[[ Listed entries, beginning ]]

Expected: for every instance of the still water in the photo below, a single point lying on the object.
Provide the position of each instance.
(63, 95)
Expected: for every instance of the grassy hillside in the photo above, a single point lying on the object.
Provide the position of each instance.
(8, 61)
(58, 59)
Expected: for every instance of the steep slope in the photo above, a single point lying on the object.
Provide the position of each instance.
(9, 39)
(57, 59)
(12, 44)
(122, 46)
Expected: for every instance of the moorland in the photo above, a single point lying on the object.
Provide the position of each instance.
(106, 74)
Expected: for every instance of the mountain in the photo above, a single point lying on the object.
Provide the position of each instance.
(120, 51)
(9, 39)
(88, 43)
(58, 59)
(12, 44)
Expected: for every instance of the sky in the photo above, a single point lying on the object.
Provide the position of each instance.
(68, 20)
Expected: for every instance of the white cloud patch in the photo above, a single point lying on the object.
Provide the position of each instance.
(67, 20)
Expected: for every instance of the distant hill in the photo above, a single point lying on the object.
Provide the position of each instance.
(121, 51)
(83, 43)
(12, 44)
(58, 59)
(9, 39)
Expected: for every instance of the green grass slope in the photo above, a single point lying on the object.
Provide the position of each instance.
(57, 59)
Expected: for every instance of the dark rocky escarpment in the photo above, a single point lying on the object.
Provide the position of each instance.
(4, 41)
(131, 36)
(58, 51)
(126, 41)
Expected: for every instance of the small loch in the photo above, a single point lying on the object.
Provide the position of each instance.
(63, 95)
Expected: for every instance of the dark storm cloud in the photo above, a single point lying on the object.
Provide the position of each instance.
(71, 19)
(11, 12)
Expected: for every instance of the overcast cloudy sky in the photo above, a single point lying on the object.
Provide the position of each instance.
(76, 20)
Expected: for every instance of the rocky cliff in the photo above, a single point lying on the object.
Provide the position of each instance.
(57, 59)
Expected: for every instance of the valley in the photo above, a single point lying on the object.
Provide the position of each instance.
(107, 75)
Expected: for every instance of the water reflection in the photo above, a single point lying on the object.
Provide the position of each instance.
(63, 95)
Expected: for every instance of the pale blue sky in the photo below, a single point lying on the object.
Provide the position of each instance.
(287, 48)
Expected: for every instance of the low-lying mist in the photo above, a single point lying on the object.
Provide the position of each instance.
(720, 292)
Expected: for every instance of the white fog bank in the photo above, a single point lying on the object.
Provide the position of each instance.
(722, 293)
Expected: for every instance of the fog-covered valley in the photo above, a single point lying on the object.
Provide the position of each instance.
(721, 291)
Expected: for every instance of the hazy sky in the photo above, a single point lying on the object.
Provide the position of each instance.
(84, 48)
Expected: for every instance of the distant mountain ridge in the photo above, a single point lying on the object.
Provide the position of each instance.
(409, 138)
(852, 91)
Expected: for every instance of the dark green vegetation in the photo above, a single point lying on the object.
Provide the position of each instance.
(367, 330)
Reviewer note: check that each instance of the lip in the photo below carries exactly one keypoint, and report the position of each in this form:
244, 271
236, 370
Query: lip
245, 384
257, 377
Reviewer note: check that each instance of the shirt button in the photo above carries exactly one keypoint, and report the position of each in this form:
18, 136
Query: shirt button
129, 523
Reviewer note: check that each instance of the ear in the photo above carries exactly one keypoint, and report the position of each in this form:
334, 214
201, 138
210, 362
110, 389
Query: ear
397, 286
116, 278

[[ Listed entries, end ]]

The lines to write out run from the one with "Reviewer note: check that each instance of the ear" through the end of the records. Give them exactly, and only them.

Reviewer note: check that each instance of the ear in the photo above carries exactly one keypoint, and report the position of each in this form:
334, 214
201, 138
210, 362
110, 389
Query: ear
397, 286
116, 278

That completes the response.